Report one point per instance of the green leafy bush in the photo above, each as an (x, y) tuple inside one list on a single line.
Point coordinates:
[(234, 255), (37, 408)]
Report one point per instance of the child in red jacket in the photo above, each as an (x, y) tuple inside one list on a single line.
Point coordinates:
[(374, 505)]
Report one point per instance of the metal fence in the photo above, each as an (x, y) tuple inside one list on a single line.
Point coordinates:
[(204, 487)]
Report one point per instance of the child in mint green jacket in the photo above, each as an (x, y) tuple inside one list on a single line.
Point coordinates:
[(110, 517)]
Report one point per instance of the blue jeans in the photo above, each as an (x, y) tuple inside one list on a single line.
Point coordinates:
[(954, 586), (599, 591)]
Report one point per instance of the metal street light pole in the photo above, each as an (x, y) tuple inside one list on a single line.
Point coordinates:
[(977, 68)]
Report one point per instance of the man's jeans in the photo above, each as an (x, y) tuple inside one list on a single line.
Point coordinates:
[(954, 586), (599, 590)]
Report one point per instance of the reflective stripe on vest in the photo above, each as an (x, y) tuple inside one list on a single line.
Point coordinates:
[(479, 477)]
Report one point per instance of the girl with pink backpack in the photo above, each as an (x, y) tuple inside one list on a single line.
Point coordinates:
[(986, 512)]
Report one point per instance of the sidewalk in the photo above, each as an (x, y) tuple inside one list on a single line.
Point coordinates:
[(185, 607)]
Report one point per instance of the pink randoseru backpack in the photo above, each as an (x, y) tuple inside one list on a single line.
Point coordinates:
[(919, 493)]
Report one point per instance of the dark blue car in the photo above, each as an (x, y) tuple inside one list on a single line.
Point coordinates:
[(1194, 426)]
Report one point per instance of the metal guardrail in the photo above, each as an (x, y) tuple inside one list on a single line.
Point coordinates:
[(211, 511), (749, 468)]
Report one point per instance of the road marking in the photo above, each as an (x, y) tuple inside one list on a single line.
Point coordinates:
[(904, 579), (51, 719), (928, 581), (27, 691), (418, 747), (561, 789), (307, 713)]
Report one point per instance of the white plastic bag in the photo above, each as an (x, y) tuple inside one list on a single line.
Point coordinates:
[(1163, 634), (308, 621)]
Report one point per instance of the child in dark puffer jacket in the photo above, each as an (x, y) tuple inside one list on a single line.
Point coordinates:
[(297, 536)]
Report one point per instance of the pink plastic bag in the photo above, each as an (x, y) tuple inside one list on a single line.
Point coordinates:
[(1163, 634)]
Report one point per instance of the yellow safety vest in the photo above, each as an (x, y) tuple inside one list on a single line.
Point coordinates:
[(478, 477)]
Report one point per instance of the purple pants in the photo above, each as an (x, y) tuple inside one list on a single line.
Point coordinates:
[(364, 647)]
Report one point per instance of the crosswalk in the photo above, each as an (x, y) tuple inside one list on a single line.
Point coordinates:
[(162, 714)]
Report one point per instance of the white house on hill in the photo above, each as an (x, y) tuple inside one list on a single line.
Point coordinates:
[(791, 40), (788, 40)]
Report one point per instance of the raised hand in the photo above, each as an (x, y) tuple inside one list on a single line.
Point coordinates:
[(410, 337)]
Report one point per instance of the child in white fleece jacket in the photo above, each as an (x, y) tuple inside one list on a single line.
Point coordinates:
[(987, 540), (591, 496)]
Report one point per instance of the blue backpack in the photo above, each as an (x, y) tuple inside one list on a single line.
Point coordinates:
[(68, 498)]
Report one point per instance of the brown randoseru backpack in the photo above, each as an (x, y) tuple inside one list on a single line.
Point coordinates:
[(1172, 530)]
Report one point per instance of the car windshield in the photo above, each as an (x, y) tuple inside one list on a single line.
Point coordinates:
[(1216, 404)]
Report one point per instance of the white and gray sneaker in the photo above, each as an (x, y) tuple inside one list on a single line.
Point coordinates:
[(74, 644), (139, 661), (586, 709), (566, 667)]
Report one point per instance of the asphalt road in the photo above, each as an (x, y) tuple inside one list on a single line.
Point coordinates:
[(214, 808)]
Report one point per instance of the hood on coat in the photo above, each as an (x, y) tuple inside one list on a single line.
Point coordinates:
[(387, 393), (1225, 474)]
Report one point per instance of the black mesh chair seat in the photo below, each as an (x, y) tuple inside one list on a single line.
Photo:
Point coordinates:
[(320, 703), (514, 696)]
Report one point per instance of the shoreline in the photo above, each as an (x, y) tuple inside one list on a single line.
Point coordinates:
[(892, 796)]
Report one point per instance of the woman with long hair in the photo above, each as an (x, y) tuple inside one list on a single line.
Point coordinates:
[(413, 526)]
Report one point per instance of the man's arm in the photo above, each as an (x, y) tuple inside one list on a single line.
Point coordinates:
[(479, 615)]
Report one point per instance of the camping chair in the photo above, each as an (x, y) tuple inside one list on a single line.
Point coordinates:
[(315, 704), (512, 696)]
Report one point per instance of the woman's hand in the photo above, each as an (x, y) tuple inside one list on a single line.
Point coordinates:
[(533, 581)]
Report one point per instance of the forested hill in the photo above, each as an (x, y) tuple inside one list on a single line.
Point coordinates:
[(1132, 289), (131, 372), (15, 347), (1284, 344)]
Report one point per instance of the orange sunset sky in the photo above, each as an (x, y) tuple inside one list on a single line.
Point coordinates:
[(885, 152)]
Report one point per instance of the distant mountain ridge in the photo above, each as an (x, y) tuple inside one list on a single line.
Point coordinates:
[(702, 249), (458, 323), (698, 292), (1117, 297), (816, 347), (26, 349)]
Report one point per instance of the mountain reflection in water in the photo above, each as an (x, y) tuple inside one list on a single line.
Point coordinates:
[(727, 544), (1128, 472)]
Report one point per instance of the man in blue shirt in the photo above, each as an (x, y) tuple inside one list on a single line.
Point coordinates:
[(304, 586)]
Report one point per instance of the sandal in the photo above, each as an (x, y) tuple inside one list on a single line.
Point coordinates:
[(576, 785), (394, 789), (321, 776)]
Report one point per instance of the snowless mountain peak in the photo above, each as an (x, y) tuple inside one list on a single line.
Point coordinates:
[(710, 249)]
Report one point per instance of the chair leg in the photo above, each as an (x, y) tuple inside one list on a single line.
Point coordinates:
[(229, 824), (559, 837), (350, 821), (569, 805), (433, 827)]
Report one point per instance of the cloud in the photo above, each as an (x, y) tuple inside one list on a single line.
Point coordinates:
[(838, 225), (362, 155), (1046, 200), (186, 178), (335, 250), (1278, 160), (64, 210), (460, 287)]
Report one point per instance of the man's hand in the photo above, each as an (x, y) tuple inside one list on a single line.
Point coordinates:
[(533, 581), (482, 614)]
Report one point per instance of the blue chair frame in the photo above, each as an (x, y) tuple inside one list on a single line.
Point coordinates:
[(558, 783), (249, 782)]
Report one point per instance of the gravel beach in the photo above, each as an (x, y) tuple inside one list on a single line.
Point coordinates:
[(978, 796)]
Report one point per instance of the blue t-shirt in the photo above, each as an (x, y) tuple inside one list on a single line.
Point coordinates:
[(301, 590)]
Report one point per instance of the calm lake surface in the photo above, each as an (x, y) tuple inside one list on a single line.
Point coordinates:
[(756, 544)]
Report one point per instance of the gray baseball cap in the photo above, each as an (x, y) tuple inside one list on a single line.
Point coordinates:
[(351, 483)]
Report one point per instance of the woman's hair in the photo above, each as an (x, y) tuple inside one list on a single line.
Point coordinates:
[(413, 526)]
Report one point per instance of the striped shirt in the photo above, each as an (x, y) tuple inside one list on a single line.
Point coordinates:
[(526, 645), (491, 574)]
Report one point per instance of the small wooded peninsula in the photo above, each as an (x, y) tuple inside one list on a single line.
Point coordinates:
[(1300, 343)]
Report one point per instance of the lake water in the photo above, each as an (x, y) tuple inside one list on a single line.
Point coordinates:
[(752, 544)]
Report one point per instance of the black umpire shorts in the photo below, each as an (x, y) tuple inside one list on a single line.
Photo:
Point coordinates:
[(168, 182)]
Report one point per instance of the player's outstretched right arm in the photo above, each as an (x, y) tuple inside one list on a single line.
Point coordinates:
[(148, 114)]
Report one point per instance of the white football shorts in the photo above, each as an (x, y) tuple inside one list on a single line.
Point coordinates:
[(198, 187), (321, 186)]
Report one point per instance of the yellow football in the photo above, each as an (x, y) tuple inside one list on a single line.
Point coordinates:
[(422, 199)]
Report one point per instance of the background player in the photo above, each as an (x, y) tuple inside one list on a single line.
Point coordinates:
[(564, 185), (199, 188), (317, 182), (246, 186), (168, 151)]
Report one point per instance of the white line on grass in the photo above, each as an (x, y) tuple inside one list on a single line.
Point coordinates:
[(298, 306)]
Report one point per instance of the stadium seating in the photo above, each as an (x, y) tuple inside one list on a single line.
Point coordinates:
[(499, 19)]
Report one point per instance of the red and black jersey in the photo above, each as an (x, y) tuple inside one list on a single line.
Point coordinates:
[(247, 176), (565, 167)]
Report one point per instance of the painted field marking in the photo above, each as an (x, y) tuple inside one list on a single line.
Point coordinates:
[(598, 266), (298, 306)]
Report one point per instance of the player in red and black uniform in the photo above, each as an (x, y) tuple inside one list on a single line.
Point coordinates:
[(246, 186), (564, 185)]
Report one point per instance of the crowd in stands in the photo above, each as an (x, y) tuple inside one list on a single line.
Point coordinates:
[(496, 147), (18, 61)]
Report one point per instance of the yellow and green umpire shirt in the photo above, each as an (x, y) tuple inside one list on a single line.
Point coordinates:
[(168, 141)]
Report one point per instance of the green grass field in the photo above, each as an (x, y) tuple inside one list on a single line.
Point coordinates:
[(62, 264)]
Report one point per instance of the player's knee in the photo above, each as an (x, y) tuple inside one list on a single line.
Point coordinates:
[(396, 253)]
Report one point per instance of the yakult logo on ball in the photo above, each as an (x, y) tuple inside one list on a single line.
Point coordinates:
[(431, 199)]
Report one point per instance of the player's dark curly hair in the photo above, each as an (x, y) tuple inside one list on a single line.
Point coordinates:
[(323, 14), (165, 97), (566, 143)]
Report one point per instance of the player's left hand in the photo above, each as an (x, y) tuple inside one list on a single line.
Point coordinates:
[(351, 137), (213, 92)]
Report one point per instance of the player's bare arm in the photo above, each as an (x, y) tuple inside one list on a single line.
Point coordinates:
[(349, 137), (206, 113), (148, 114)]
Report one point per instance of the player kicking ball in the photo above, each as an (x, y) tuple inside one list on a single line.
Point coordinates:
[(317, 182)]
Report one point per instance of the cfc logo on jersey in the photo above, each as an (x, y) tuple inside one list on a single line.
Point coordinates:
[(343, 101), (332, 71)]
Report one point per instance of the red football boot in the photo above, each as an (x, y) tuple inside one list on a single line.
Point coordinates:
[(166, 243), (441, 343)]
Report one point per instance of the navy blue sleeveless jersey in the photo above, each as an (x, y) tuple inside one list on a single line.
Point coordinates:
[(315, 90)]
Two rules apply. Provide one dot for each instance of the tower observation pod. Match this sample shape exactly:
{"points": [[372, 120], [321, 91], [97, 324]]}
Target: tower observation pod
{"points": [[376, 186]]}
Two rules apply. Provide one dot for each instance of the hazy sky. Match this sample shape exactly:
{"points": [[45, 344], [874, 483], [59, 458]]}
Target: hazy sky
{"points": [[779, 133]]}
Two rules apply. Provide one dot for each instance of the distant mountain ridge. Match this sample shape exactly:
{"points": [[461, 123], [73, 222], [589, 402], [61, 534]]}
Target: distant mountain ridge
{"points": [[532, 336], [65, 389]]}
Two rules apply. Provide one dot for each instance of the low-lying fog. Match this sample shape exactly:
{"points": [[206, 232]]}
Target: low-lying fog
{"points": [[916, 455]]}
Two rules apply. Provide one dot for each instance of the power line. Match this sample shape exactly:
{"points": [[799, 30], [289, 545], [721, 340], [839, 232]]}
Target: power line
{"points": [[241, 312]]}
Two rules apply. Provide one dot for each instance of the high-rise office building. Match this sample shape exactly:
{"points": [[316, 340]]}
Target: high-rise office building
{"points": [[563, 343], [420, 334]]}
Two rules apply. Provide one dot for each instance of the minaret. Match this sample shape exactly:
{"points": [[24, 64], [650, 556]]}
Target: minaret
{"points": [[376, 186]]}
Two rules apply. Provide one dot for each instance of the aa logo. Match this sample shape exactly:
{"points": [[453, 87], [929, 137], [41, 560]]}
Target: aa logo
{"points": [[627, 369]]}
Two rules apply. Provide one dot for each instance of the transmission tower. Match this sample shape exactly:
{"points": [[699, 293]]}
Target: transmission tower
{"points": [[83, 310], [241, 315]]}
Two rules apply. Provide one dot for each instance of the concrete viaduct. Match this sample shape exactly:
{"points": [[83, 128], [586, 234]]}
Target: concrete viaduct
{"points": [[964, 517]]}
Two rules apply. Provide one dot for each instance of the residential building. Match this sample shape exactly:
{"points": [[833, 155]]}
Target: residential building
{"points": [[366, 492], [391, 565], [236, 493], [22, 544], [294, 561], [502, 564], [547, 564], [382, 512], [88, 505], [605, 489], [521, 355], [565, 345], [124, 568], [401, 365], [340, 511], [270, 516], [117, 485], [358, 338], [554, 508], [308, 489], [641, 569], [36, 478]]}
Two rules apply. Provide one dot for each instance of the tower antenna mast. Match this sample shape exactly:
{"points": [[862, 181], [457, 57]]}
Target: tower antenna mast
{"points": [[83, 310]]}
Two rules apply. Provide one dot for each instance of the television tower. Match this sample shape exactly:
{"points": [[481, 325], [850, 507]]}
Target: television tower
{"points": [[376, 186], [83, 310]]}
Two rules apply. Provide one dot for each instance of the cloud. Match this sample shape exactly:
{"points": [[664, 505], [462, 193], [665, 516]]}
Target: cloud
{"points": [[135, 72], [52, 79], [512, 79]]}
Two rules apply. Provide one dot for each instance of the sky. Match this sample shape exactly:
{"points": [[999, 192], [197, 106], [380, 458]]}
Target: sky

------------------------

● **What you have to do**: Track down every line of the material containing the string "shorts", and copy it.

● **Reply**:
Report one point per instance of the black umpire shorts in the photo below, each as an (x, y) tuple inside one list on a single line.
Report one point per instance of the white football shorts in the photo above, each as an (x, y) tuple inside one list on a single line.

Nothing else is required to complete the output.